_Your goal_
Set down, word for word, the stretch of the JCuda debugging page below from "Debugging GPU-based applications is" through "are shown here.".

_Document excerpt_
[start]

Overview
        
        This page summarizes how to debug JCuda applications and CUDA kernels in JCuda
        
        
        
        
Introduction
        
        Debugging GPU-based applications is hard. Debugging GPU-based applications that
        cross the language boundaries between Java and C is even harder. The lack of
        integrated tool support for debugging CUDA via Java limits the possibilities to
        analyze in detail what is happening in an application. The (albeit few)
        approaches for debugging JCuda applications are shown here.
        
        
        
Detecting errors at API level
        
        The simplest case is when errors can be detected at the API level. That is,
        when errors are not caused by bugs in CUDA kernels, but by errors in the
        API calls. Nearly all CUDA functions return an error code when something goes
        wrong. In JCuda, these errors can be detected quite easily: All libraries
        allow setting a flag that causes a 
CudaException to be thrown
        when the return value from any function indicates an error. 
        
		So when there is a problem with an application, the first debugging
		step should be to call
		
		    
JCuda.setExceptionsEnabled(true);
		
	    as the first line of the 
main method. This is done
	    in all the 
samples, so that
	    the tedious checks of all function return values can be omitted:
	    If any function returns an error code, an exception will be thrown
	    that also contains a human-readable representation of the actual
	    error code.

[end]

_Entries shown_
[start]

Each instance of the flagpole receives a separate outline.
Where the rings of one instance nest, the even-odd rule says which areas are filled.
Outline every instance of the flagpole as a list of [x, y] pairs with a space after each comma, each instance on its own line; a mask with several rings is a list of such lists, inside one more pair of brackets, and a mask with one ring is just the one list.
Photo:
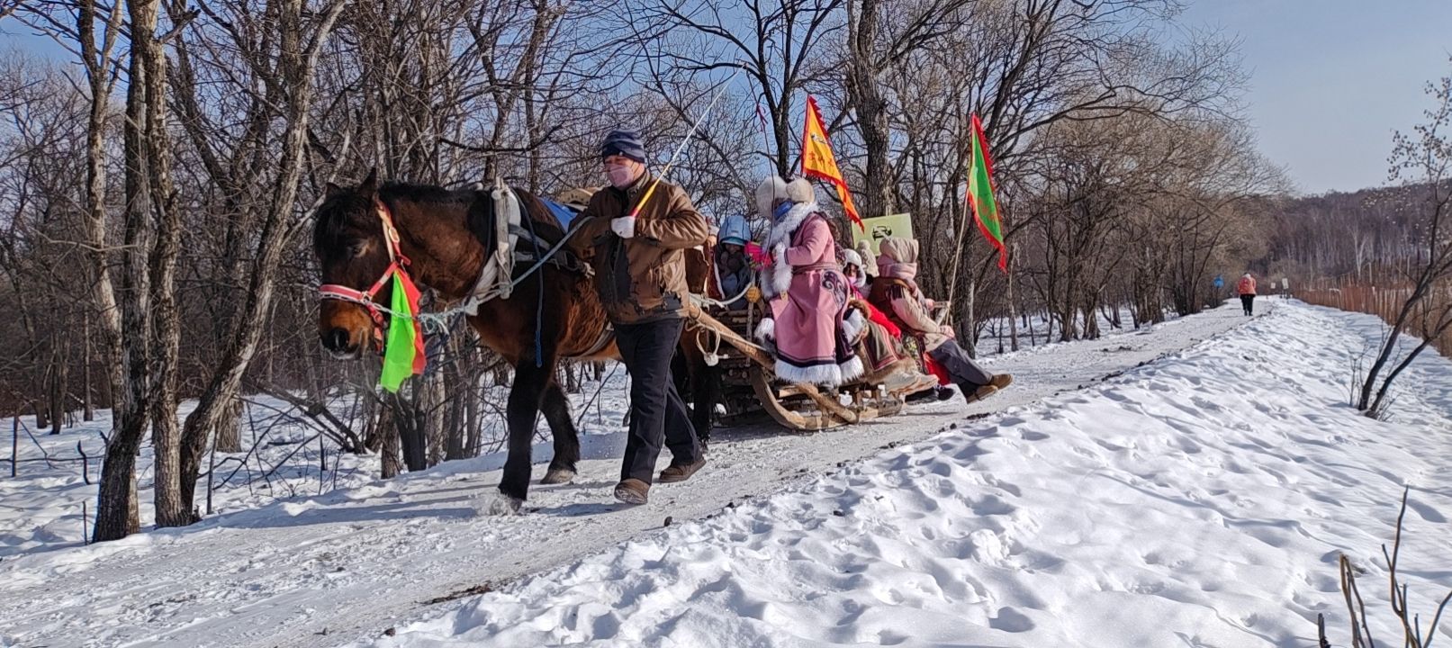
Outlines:
[[[977, 137], [973, 126], [968, 126], [968, 155], [973, 155], [973, 137]], [[968, 219], [973, 218], [973, 208], [968, 205], [968, 174], [973, 173], [973, 161], [968, 161], [968, 173], [963, 177], [963, 218], [958, 222], [958, 244], [953, 248], [953, 273], [948, 275], [948, 304], [953, 304], [953, 296], [958, 289], [958, 266], [963, 262], [963, 232], [968, 231]]]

[end]

_Problem solution_
Debugging GPU-based applications is hard. Debugging GPU-based applications that
        cross the language boundaries between Java and C is even harder. The lack of
        integrated tool support for debugging CUDA via Java limits the possibilities to
        analyze in detail what is happening in an application. The (albeit few)
        approaches for debugging JCuda applications are shown here.